ACTIVITY >> Write out the whole listing without a single alteration.

RECORDS FOR THIS EXERCISE >>

= = = =

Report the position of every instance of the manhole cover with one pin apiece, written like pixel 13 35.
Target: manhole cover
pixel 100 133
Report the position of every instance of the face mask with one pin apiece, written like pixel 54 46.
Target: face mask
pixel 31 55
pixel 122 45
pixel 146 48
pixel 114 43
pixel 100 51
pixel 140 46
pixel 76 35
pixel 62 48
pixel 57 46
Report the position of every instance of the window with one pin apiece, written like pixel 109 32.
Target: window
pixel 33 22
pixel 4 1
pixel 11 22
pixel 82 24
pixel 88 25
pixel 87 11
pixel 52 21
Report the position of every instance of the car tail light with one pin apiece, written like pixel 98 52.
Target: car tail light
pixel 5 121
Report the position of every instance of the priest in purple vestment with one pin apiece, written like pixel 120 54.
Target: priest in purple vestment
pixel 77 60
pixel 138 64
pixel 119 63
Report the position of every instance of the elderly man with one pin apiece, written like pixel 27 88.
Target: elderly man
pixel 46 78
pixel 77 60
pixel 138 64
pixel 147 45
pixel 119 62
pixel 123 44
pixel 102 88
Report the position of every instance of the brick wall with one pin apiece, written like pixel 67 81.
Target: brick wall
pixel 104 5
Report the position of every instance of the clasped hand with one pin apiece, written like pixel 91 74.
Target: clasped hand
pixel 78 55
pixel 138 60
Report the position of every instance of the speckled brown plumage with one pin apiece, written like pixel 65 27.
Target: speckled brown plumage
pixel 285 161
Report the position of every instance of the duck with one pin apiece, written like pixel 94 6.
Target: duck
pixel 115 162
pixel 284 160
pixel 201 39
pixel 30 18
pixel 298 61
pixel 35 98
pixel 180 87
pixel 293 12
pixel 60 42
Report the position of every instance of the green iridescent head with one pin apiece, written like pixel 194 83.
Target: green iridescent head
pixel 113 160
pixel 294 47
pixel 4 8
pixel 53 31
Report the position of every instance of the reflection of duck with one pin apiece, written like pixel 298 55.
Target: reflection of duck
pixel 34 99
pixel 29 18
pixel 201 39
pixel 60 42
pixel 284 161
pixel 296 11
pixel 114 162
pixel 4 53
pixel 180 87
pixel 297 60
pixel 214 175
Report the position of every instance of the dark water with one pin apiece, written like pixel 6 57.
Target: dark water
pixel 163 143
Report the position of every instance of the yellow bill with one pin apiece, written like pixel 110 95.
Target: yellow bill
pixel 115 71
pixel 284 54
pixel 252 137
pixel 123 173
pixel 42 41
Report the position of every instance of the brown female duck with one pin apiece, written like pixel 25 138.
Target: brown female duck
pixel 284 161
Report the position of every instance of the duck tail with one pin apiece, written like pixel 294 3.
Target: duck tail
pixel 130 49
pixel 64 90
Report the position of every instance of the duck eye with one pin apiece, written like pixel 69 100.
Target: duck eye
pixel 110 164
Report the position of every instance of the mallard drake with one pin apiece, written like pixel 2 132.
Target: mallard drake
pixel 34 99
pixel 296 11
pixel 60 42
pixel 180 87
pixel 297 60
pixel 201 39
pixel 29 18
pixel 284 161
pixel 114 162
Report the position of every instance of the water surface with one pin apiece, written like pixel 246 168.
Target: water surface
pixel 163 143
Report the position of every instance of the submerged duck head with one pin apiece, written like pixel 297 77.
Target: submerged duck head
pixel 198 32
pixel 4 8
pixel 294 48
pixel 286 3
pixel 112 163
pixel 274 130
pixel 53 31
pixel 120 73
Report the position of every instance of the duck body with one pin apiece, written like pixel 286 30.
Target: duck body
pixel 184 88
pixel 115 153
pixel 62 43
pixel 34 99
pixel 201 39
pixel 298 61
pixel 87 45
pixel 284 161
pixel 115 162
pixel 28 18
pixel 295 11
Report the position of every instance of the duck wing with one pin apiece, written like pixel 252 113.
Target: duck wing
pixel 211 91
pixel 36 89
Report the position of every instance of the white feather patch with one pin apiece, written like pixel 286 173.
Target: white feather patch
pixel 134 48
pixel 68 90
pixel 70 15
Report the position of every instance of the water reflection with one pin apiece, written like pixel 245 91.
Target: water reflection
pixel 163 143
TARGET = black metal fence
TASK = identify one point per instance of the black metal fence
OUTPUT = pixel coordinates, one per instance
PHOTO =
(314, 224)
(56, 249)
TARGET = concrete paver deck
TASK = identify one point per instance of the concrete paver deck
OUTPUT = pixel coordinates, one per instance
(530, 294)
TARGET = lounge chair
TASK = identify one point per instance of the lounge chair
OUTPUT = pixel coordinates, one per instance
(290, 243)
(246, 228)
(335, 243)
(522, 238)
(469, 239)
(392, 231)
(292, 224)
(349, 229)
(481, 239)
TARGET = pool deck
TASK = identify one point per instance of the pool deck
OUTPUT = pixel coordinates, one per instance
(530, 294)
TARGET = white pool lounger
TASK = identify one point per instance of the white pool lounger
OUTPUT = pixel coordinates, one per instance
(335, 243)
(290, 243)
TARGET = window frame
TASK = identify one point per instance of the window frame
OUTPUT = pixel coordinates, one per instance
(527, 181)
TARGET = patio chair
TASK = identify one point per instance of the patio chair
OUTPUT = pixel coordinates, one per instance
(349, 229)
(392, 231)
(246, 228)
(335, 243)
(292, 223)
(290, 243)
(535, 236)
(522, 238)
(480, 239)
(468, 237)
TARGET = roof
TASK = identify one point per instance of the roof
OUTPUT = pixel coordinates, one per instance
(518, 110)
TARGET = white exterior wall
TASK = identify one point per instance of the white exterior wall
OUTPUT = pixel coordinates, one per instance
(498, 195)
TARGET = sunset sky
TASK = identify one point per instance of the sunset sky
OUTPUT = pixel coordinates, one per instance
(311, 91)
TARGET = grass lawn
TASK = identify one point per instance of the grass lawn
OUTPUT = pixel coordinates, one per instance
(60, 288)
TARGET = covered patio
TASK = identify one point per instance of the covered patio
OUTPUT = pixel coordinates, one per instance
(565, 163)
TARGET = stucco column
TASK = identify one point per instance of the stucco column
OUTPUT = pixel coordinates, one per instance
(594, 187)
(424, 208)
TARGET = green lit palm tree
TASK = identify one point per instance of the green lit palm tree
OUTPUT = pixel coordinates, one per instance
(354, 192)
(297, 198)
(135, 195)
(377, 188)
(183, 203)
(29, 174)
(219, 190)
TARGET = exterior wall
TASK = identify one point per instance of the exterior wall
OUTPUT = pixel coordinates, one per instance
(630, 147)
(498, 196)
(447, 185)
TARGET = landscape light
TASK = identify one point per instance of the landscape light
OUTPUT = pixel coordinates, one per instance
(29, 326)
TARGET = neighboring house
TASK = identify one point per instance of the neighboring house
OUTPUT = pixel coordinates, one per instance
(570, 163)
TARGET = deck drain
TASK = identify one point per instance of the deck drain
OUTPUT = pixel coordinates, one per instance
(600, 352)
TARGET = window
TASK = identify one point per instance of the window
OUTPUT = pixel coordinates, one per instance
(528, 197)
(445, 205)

= = = =

WRITTEN RESPONSE >>
Report the position of every instance of the manhole cover with one pin apiece, written like pixel 13 35.
Target: manhole cover
pixel 100 133
Report the position of every instance of the face mask with one pin apiece, written like pixel 54 46.
Target: face mask
pixel 31 55
pixel 122 45
pixel 146 48
pixel 114 43
pixel 100 51
pixel 140 46
pixel 76 35
pixel 62 48
pixel 57 46
Report the position of every instance of the window with one pin apiece, written like pixel 109 32.
Target: window
pixel 33 22
pixel 4 1
pixel 11 22
pixel 82 24
pixel 88 25
pixel 87 11
pixel 52 21
Report the position of every instance of the car tail light with one pin apiece, written like pixel 98 52.
Target: car tail light
pixel 5 121
Report the position of every instance of the priest in purple vestment with one pin apiece, written like pixel 120 54.
Target: priest in purple vestment
pixel 77 60
pixel 138 64
pixel 119 63
Report the position of every instance of the elderly man with one pin apiece, written like pixel 27 88.
Target: elderly man
pixel 46 78
pixel 77 60
pixel 138 64
pixel 147 45
pixel 119 62
pixel 123 44
pixel 102 88
Report the position of every instance of the brick wall with one pin apiece, written like pixel 67 81.
Target: brick wall
pixel 104 5
Report the position of every instance of the clasped hand with one pin apiece, written like pixel 91 74.
Target: clasped hand
pixel 78 55
pixel 138 60
Report the position of every instance of the speckled brown plumage with one pin apiece, written like pixel 65 27.
Target: speckled brown plumage
pixel 285 161
Report the position of every instance of the duck with one pin apiece, written like pixel 94 6.
Target: duck
pixel 115 162
pixel 284 160
pixel 201 39
pixel 30 18
pixel 298 61
pixel 35 98
pixel 180 87
pixel 293 12
pixel 60 42
Report the position of every instance of the green iridescent head with one pin apiece, written like pixel 194 83.
Target: green iridescent head
pixel 113 160
pixel 294 47
pixel 4 8
pixel 53 31
Report the position of every instance of the reflection of duck with one pin apiece, written like pixel 298 55.
Target: reflection of duck
pixel 34 99
pixel 29 18
pixel 201 39
pixel 60 42
pixel 284 161
pixel 296 11
pixel 114 162
pixel 4 53
pixel 180 87
pixel 297 60
pixel 214 175
Report the position of every instance of the dark water with one pin apiece, written like pixel 6 57.
Target: dark water
pixel 163 143
Report the position of every instance of the yellow bill with one pin apiece, written like pixel 110 95.
Target: yellow bill
pixel 115 71
pixel 284 54
pixel 252 137
pixel 123 173
pixel 42 41
Report the position of every instance of the brown female duck with one pin apiece, written like pixel 25 138.
Target: brown female duck
pixel 284 161
Report the position of every instance of the duck tail with one pin apiece, written like pixel 294 3.
Target: duck tail
pixel 130 49
pixel 64 90
Report the position of every instance of the duck eye with one pin apiece, written like pixel 69 100.
Target: duck eye
pixel 110 164
Report the position of every instance of the mallard drake with one pin apiece, written like pixel 2 132.
Target: mallard drake
pixel 34 99
pixel 296 11
pixel 60 42
pixel 180 87
pixel 297 60
pixel 201 39
pixel 29 18
pixel 284 161
pixel 114 162
Report the position of every instance of the water surface with one pin apiece, written like pixel 246 168.
Target: water surface
pixel 163 143
Report the position of every instance of the submerged duck head with one pin apiece, written like pixel 297 77.
Target: submerged duck head
pixel 198 32
pixel 4 8
pixel 294 48
pixel 286 3
pixel 112 163
pixel 274 130
pixel 53 31
pixel 120 73
Report the position of every instance of the duck body with one pin apiece, written like pixel 286 30.
Target: duck body
pixel 184 88
pixel 115 153
pixel 62 43
pixel 34 99
pixel 201 39
pixel 298 61
pixel 87 45
pixel 284 161
pixel 115 162
pixel 28 18
pixel 295 11
Report the position of every instance of the duck wing with one pin apiece, written like pixel 252 113.
Target: duck wing
pixel 211 91
pixel 36 89
Report the position of every instance of the white feather patch with one pin apiece, written like pixel 286 173.
Target: white feather patch
pixel 134 48
pixel 68 90
pixel 70 15
Report the position of every instance of the water reflection with one pin apiece, written like pixel 245 91.
Target: water reflection
pixel 163 143
TARGET = black metal fence
TASK = identify one point per instance of the black metal fence
OUTPUT = pixel coordinates, one per instance
PHOTO =
(314, 224)
(56, 249)
TARGET = concrete paver deck
TASK = identify one point per instance of the concrete paver deck
OUTPUT = pixel coordinates, one per instance
(530, 294)
TARGET = lounge chair
TASK = identify one point per instance of the lounge chair
OUTPUT = pixel coordinates, one per instance
(290, 243)
(246, 228)
(335, 243)
(522, 238)
(469, 239)
(392, 231)
(292, 224)
(349, 229)
(481, 239)
TARGET = pool deck
TASK = identify one point per instance of the pool deck
OUTPUT = pixel coordinates, one per instance
(530, 294)
TARGET = white pool lounger
TASK = identify one point per instance of the white pool lounger
OUTPUT = pixel coordinates, one per instance
(335, 243)
(290, 243)
TARGET = window frame
TASK = identify one point per instance of the window frame
OUTPUT = pixel coordinates, one per instance
(527, 181)
TARGET = patio chair
TASK = identify one point per instance of the patio chair
OUTPUT = pixel coordinates, one per instance
(349, 229)
(392, 231)
(246, 228)
(335, 243)
(292, 223)
(290, 243)
(535, 236)
(522, 238)
(480, 239)
(468, 237)
TARGET = roof
TASK = identify one point per instance of the roof
OUTPUT = pixel coordinates, one per instance
(518, 110)
TARGET = white exterior wall
TASK = identify one point per instance of the white exterior wall
OUTPUT = pixel coordinates, one per instance
(498, 195)
TARGET = sunset sky
TASK = identify one point per instance of the sunset sky
OUTPUT = pixel coordinates, one per instance
(311, 91)
TARGET = grass lawn
TASK = identify one point per instance of the grass lawn
OUTPUT = pixel coordinates, one per instance
(60, 288)
TARGET = covered patio
TASK = identify one point per instance of the covered patio
OUTPUT = pixel coordinates, one per instance
(565, 163)
TARGET = stucco column
TASK = identify one point per instance of the stucco column
OUTPUT = pixel coordinates, one per instance
(594, 187)
(424, 208)
TARGET = green lit palm tree
TASK = identify one point per instance of the green lit palm tree
OUTPUT = pixel coordinates, one per instance
(354, 192)
(297, 198)
(135, 195)
(377, 188)
(183, 203)
(29, 174)
(219, 190)
TARGET = exterior wall
TASK = identify one point per instance of the exterior wall
OUTPUT = pixel coordinates, one per instance
(630, 147)
(498, 196)
(447, 185)
TARGET = landscape light
TASK = identify one point per instance of the landscape light
OUTPUT = pixel coordinates, one per instance
(29, 326)
TARGET = neighboring house
TASK = identify one point per instance of the neighboring house
OUTPUT = pixel coordinates, one per instance
(570, 163)
TARGET = deck drain
TASK = identify one point per instance of the deck drain
OUTPUT = pixel coordinates, one per instance
(600, 352)
TARGET = window
TASK = identify one point per instance of the window
OUTPUT = pixel coordinates, one per instance
(528, 197)
(445, 205)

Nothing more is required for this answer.